-------- SUMBER

Be (with) Positive (people)

Sejak pulang dari Melbourne awal tahun 2015, entah mengapa saya merasa energi saya banyak sekali terserap dan lumayan terasa ‘babak belur’ untuk kembali adjustment dengan tanah air. Selain perubahan signifikan dalam hidup saya dengan kehadiran baby R, today I had the chance to really think what actually happened this year. 

Saya hidup di Melbourne hanya 2 tahun. Saya pindah dari kota kelahiran saya Jakarta yang cukup ruwet ke the most livable city in the world. Gak perlu tanya apa saya betah di Melbourne, ya sudah pasti. Kalau ditanya apa saya ingin kembali kesana saat ini? mungkin tidak. Tapi kalau ditanya apa rindu? jawabannya ya. Saya kangen langit birunya, udara bersihnya, public transportation-nya, taman, coffee shops nya atau pemandangan menuju kota-kota kecil di Victoria . Tapi kalau ditanya apa satu hal yang sangat saya rindukan dari Melbourne, saya akan jawab, saya rindu kualitas hidup saya disana.

1453339_10152428455036376_8257173754698478619_nOn the road to Yarra Valley – Sept 27, 2013

Percaya kalau kita adalah produk dari lingkungan kita? pernah merasakan saat kita berada di sekeliling orang-orang yang optimis dan positif secara tidak sadar kita ikut terbawa antusiasime dan pemikiran positif mereka? sebaliknya, pernah merasa saat keluarga marah-marah, kita ikut merasa gelisah dan gak enak hati?

Di Melbourne saya hidup cukup tapi tidak mewah. Kami tinggal di shared house, menempati lantai bawah dengan 1 kamar yang kami namai ‘197 little palace’. We live happily dengan tidak ada pembantu dan semuanya mengurus bersama dengan metode bagi tugas. Biasanya saya bagian beres-beres dan cuci piring sementara suami bagian nyuci baju dan bawa ke dryer. Masak, siapa saja yang sempet masak. Kalau gak sempet, kita jalan 15 menit cari tempat makan atau naik tram 10 menit ke city. Kami punya teman-teman yang cukup beragam yang disatukan dengan keadaan sama-sama pelajar, perantau atau minat yang sama. Life was so simple but when I think about it now, we had created so many things in only 2 years.

----------------
-------- DATA

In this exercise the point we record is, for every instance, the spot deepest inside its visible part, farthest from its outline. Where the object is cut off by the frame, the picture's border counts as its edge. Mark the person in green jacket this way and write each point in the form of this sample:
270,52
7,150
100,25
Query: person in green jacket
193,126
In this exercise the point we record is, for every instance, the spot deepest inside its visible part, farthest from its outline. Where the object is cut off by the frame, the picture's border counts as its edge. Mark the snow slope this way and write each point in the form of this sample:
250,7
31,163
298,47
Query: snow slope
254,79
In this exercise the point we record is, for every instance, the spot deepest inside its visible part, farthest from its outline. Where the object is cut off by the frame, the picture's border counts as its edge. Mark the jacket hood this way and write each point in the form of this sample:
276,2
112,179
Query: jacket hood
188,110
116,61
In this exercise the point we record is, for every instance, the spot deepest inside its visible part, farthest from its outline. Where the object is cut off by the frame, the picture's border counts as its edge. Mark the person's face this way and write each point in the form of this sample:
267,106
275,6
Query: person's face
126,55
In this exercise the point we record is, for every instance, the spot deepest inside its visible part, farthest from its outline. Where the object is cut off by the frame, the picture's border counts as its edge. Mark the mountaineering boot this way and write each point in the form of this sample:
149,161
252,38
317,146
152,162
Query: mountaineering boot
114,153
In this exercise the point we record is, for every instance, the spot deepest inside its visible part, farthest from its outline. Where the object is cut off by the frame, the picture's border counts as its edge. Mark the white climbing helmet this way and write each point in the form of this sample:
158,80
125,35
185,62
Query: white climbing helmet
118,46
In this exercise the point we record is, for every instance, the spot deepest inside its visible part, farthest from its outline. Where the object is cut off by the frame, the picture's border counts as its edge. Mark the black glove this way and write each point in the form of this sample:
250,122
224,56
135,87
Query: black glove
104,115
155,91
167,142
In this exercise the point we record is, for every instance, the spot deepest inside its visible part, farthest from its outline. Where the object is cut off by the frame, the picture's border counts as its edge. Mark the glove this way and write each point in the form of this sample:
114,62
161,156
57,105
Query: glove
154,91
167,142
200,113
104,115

----------------

(TUGAS LATIHAN)
1: Jawab pertanyaan berikut berdasarkan teks tentang Melbourne:
(a) Berapa tahun kehidupan di Melbourne berlangsung?
(b) Apa nama kamar di shared house itu?
(c) Berapa menit perjalanan naik tram ke city?
2: Tolong tulis ulang bagian teks tentang Melbourne dari "Be (with) Positive" sampai "happened this year.", dan ganti "Melbourne" dengan "Sydney".

(JAWABAN LATIHAN)
1:
(a) 2 tahun
(b) ‘197 little palace’
(c) 10 menit

2:
Be (with) Positive (people)

Sejak pulang dari Sydney awal tahun 2015, entah mengapa saya merasa energi saya banyak sekali terserap dan lumayan terasa ‘babak belur’ untuk kembali adjustment dengan tanah air. Selain perubahan signifikan dalam hidup saya dengan kehadiran baby R, today I had the chance to really think what actually happened this year.